_Exercise description:_
Reproduce word for word, from the entries below, the line with "point like [1065,839].", the line with "point like [357,335].", and every line between them, and nothing more.

Natural language region descriptions

+ + +

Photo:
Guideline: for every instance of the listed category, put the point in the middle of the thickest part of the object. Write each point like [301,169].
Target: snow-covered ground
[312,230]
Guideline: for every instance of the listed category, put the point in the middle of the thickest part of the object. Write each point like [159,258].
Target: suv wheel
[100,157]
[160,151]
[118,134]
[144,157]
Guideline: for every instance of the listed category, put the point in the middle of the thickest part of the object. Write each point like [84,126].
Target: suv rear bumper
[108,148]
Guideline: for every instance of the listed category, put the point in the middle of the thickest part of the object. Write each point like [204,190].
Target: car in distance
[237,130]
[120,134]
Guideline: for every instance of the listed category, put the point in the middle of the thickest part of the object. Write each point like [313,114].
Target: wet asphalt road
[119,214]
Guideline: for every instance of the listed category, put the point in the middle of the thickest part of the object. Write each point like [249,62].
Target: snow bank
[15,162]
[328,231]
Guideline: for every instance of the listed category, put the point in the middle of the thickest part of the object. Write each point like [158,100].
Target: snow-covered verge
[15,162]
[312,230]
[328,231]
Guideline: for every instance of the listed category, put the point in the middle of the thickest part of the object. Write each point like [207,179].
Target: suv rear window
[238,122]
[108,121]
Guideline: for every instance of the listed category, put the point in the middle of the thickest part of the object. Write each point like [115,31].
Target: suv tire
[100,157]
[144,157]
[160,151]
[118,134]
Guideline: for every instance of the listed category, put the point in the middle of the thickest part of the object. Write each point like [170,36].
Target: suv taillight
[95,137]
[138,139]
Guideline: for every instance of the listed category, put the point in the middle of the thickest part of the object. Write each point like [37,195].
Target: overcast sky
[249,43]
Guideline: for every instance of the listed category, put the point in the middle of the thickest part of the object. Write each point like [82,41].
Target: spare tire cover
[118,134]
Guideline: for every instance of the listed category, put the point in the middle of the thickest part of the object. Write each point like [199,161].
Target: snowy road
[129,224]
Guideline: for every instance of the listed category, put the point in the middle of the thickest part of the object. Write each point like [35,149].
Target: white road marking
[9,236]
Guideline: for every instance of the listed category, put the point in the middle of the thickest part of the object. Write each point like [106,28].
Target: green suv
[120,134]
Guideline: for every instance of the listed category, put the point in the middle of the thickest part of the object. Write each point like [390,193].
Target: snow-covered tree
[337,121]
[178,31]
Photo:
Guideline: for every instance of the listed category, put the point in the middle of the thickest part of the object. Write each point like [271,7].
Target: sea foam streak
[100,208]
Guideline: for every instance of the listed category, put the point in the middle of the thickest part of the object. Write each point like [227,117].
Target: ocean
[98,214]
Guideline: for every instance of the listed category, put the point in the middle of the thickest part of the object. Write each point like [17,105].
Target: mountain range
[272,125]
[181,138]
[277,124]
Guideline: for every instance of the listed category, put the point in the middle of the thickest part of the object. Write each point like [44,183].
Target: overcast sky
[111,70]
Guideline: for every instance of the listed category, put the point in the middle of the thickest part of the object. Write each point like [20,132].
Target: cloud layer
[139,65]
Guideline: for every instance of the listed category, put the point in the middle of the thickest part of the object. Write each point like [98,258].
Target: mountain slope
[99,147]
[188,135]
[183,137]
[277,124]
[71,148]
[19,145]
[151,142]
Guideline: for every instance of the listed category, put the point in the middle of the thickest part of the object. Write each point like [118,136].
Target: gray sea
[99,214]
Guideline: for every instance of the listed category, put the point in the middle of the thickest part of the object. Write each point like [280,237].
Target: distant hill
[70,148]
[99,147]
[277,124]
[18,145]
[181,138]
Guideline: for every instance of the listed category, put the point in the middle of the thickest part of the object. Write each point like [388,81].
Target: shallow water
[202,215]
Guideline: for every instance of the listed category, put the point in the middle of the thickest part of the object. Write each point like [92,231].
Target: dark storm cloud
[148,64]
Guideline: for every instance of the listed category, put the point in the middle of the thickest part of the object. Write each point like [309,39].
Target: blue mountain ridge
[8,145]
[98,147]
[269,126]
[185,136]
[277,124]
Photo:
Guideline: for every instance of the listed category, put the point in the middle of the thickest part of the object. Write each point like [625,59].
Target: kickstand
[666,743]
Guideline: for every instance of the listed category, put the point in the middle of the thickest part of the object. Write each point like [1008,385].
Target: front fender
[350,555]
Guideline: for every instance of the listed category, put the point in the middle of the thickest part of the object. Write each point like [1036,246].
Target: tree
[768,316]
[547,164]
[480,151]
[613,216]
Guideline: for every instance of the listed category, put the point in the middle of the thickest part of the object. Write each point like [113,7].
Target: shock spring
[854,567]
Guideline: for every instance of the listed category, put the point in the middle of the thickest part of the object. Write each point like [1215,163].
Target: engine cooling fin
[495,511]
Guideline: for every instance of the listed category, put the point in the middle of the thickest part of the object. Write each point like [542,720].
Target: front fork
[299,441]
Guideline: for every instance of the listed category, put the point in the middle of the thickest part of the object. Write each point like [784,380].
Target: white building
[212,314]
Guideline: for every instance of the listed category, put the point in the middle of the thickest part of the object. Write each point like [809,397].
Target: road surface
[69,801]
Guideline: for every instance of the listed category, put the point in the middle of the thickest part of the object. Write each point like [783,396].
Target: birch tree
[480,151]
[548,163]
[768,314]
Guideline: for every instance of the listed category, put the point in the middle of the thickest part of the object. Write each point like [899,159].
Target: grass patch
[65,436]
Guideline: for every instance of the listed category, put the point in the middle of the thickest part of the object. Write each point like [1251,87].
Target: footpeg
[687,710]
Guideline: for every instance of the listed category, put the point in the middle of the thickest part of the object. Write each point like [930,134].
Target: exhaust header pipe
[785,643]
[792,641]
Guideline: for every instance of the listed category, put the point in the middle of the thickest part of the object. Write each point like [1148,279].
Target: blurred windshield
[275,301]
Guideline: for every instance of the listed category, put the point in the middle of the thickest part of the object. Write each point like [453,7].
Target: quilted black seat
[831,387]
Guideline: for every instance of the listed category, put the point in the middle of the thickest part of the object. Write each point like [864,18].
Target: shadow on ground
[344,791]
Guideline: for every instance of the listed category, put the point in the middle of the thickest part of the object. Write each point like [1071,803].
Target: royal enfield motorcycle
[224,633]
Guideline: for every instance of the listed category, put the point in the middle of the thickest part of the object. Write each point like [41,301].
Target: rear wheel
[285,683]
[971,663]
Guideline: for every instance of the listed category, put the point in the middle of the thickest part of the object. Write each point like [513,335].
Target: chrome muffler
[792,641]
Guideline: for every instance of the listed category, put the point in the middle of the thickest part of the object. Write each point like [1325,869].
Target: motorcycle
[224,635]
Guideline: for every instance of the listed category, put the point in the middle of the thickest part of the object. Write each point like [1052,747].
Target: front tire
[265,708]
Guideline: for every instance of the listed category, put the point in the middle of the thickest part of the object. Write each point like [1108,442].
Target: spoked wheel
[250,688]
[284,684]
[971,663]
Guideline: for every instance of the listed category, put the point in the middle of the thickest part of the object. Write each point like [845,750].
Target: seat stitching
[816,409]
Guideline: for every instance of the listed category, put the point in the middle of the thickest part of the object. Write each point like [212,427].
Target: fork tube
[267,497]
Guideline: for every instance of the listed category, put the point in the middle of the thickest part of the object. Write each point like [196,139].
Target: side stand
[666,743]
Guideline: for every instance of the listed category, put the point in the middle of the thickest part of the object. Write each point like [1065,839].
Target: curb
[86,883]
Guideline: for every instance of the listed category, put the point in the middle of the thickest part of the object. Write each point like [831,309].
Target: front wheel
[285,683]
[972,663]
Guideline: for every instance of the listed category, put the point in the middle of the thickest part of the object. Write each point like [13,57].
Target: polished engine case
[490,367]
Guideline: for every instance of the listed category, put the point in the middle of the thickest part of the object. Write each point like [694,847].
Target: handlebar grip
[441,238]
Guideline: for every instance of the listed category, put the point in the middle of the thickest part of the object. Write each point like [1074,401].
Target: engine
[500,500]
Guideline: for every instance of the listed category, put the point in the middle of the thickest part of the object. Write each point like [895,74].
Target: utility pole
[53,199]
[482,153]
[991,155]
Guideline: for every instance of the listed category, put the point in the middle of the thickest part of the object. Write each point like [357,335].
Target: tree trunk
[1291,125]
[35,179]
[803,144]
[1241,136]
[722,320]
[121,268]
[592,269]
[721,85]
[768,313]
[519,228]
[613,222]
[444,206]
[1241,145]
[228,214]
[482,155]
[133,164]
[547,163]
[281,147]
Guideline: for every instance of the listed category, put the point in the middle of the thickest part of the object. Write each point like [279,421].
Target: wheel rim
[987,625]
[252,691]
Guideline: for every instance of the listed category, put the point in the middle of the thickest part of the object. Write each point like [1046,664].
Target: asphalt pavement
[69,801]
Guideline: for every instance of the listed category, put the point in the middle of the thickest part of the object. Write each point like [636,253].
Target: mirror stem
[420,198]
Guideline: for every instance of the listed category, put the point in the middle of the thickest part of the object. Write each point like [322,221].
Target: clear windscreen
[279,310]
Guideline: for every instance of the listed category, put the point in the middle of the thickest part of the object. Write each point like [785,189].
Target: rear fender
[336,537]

+ + +

_Answer to the exercise:_
Guideline: for every instance of the listed category, put the point in the middle of the thickest part of the object. Write each point like [1065,839].
Target: curb
[86,883]
Guideline: for every instance of the listed category, put the point in the middle of the thickest part of the object. Write each point like [831,309].
Target: front wheel
[285,683]
[972,663]
Guideline: for every instance of the listed category, put the point in the middle of the thickest part of the object. Write each point like [13,57].
Target: polished engine case
[490,367]
Guideline: for every instance of the listed category, put the point in the middle of the thickest part of the object. Write each point like [694,847].
Target: handlebar grip
[441,238]
Guideline: for every instance of the listed category, put the point in the middle of the thickest part of the object. Write each point like [1074,401].
Target: engine
[500,500]
Guideline: for every instance of the listed category, put the point in the middle of the thickest part of the object. Write each point like [895,74].
Target: utility pole
[53,199]
[482,153]
[991,155]
Guideline: for every instance of the listed category, put the point in the middle of the thickest part of the object. Write each point like [357,335].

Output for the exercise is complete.